## Work item
Write every record out again exactly as shown below.

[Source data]
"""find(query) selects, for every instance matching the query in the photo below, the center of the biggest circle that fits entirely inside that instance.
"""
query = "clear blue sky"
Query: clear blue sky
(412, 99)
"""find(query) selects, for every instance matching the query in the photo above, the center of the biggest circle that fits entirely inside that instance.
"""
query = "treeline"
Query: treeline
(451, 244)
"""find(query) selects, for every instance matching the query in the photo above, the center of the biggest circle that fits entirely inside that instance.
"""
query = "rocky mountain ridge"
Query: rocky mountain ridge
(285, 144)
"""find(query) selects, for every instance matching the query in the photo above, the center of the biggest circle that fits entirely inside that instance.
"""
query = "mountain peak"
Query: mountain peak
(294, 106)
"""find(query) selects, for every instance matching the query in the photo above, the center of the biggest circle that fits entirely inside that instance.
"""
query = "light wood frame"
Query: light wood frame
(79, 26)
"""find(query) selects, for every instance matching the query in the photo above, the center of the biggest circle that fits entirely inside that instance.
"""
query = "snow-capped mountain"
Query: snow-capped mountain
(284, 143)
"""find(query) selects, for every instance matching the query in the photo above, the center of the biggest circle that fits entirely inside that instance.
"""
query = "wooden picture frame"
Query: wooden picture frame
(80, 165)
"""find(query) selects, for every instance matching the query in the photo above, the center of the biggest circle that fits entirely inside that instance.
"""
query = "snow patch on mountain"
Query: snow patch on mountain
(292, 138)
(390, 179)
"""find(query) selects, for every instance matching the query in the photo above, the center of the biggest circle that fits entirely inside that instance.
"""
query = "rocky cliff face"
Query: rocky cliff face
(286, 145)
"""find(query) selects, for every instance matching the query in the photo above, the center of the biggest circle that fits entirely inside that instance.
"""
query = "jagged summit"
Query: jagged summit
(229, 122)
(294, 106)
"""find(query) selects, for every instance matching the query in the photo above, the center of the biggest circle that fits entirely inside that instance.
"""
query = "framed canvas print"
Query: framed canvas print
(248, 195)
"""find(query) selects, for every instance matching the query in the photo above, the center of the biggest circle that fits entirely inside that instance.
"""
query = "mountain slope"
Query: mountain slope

## Result of this task
"""find(query) selects, for every instance matching the query in the photo below, the center of the biggest circle that fits entirely inside that instance.
"""
query = "clear blue sky"
Query: clear blue sky
(412, 99)
"""find(query) selects, for every instance matching the query in the photo above, the center of the biggest circle that fits entirely inside that instance.
"""
query = "treeline"
Query: treeline
(451, 244)
"""find(query) selects, for every instance matching the query in the photo above, the center of the biggest circle that fits entirely inside that instance.
"""
query = "rocky mountain ridge"
Query: rocky mountain ridge
(285, 144)
"""find(query) selects, for every instance matching the query in the photo above, the center of the biggest circle that fits entirely inside that instance.
"""
query = "mountain peak"
Query: mountain peak
(294, 106)
"""find(query) selects, for every instance matching the query in the photo above, the center of the biggest circle that fits entirely inside that instance.
"""
query = "light wood frame"
Query: light wood frame
(79, 26)
"""find(query) selects, for every instance matching the query in the photo above, the center of the biggest circle that fits entirely inside that instance.
"""
query = "snow-capped mountain"
Query: snow-capped mountain
(284, 143)
"""find(query) selects, for every instance matching the query in the photo above, the center of the biggest circle that fits entirely inside that instance.
"""
query = "wooden picture frame"
Query: wooden picture frame
(80, 165)
"""find(query) selects, for every instance matching the query in the photo above, the center of the biggest circle that fits entirely inside that instance.
"""
query = "snow patch on mountain"
Query: snow patch on mountain
(292, 138)
(390, 179)
"""find(query) selects, for every instance matching the query in the photo above, the center of the biggest circle that fits entirely inside that instance.
"""
query = "rocky cliff face"
Query: rocky cliff face
(286, 145)
"""find(query) selects, for every instance matching the query in the photo above, the center of the biggest circle that fits entirely inside that instance.
"""
query = "jagged summit"
Query: jagged summit
(229, 122)
(294, 106)
"""find(query) selects, for every instance matching the query in the photo above, the center of the biggest circle that fits entirely inside that instance.
"""
query = "framed canvas print"
Query: framed canvas print
(248, 195)
"""find(query) selects, for every instance matching the query in the photo above, the center of the biggest circle that fits entirely inside that instance.
"""
query = "mountain slope"
Query: mountain slope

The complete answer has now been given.